§ **ТЕКСТ ИНТЕРВЬЮ**:
Критик делает из читателя критика

№ 2022 / 4, 04.02.2022, автор: Василий ШИРЯЕВ (г. ПЕТРОПАВЛОВСК-КАМЧАТСКИЙ)

Самый восточный литературный критик Василий Ширяев (живёт и творит на Камчатке) недавно опубликовал «Колодцы» – книгу статей. Николай Палубнев воспользовался случаем и побеседовал со своим земляком. Получился весьма содержательный и живой диалог – о том, как читать, зачем нужны критики, кому выгодно лишить человека способности суждения, о герменевтике и о многом-многом другом, например, об «альтернативной критике».

 

Николай Палубнев: Как дошёл до жизни такой?

Василий Ширяев: Всегда много читал. Однажды просыпаюсь. Рядом с кроватью на полу стопка книг. Не помню ни одной. Понял, что надо что-то менять. Стал делать записи и выписки. Через неделю читаю и не понимаю ничего: набор слов. Понимаю, что нужно впечатления  структурировать. Стали получаться первые статьи.

Н.П.: Критические статьи?

В.Ш.: Нет, Пушкин бы назвал это “замечаниями”. Скорее дневник читателя. Паша Пушкарёв посоветовал послаться в Липки. Евгений Ермолин отобрал, поклон ему. Первая статья была о “Коммунистическом манифесте” Бориса Гройса. Сергей Беляков предложил писать для “Урала”. Так Екатеринбург стал культурной столицей. Шучу.

Н.П.: Смеюсь.

В.Ш.: Евгений Касимов предложил собрать книгу. Стал перечитывать. Вижу — много повторов и идей, которые за это время (15 лет прошло) стали общими местами.

Н.П.: Например?

В.Ш.: Например, что всего слишком много и что культура гибнет.

Н.П.: А она не гибнет?

§ **ЗАДАНИЕ 1**:
Ответьте на вопросы по интервью, каждый ответ пометьте той же буквой:
(а) На каком полуострове живёт Василий Ширяев?
(б) О чём была его первая статья?
(в) Кто предложил ему собрать книгу?
§ **ЗАДАНИЕ 2**:
Перепишите слово в слово фрагмент интервью, который начинается со слов «В.Ш.: Евгений Касимов» и заканчивается словами «что культура гибнет.».
§ **ЗАДАНИЕ 3**:
Перечислите всех людей, которые названы в интервью по фамилии.

§ **ИСХОДНЫЕ ДАННЫЕ**:

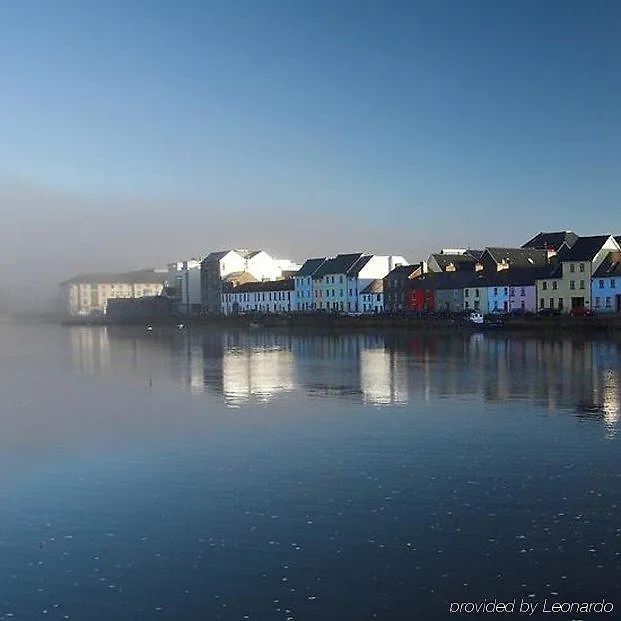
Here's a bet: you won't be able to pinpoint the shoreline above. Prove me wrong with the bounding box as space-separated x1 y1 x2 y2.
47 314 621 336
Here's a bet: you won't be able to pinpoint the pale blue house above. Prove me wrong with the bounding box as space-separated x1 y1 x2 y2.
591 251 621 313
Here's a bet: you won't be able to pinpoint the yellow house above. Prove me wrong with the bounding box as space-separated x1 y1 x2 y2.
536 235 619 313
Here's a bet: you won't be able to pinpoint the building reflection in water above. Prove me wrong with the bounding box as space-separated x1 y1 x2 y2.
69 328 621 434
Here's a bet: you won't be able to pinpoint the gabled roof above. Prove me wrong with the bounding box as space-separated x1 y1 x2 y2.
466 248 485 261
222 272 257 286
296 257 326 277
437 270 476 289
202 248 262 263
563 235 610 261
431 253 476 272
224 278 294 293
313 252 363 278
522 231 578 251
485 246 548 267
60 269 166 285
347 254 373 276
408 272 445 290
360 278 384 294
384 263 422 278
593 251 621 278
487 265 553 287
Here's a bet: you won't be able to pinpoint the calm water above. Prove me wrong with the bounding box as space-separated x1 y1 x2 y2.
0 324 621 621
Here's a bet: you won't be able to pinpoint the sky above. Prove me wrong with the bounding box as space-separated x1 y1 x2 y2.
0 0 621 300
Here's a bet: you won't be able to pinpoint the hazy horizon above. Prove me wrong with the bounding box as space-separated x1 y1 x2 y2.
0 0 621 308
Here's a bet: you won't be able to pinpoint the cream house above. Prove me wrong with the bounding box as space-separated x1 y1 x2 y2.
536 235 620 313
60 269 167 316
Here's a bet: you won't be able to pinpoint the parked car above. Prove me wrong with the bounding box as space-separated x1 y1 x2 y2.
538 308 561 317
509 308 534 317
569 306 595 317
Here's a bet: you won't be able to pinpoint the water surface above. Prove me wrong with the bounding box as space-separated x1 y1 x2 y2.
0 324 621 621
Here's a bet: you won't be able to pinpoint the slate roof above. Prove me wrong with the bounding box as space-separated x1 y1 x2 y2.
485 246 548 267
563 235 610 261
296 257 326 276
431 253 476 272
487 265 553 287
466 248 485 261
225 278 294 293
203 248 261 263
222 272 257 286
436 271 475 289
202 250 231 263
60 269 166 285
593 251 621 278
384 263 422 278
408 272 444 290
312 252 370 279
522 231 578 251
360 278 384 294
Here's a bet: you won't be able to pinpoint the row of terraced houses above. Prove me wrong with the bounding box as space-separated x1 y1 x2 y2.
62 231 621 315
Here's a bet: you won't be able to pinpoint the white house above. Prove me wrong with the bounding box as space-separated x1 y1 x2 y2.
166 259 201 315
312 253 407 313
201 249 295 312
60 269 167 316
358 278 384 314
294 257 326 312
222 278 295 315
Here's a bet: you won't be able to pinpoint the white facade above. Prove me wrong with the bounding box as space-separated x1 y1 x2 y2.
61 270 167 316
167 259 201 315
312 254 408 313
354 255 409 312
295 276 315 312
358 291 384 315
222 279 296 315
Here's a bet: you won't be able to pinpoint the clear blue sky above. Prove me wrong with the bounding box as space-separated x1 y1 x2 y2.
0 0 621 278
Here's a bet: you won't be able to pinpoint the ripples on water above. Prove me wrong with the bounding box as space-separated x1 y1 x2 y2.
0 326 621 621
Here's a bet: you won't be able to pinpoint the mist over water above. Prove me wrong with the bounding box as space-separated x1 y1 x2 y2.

§ **РЕШЕНИЕ ЗАДАНИЯ 1**:
(а) На Камчатке.
(б) О «Коммунистическом манифесте» Бориса Гройса.
(в) Евгений Касимов.

§ **РЕШЕНИЕ ЗАДАНИЯ 2**:
В.Ш.: Евгений Касимов предложил собрать книгу. Стал перечитывать. Вижу — много повторов и идей, которые за это время (15 лет прошло) стали общими местами.

Н.П.: Например?

В.Ш.: Например, что всего слишком много и что культура гибнет.

§ **РЕШЕНИЕ ЗАДАНИЯ 3**:
Василий Ширяев, Николай Палубнев, Пушкин, Паша Пушкарёв, Евгений Ермолин, Борис Гройс, Сергей Беляков, Евгений Касимов.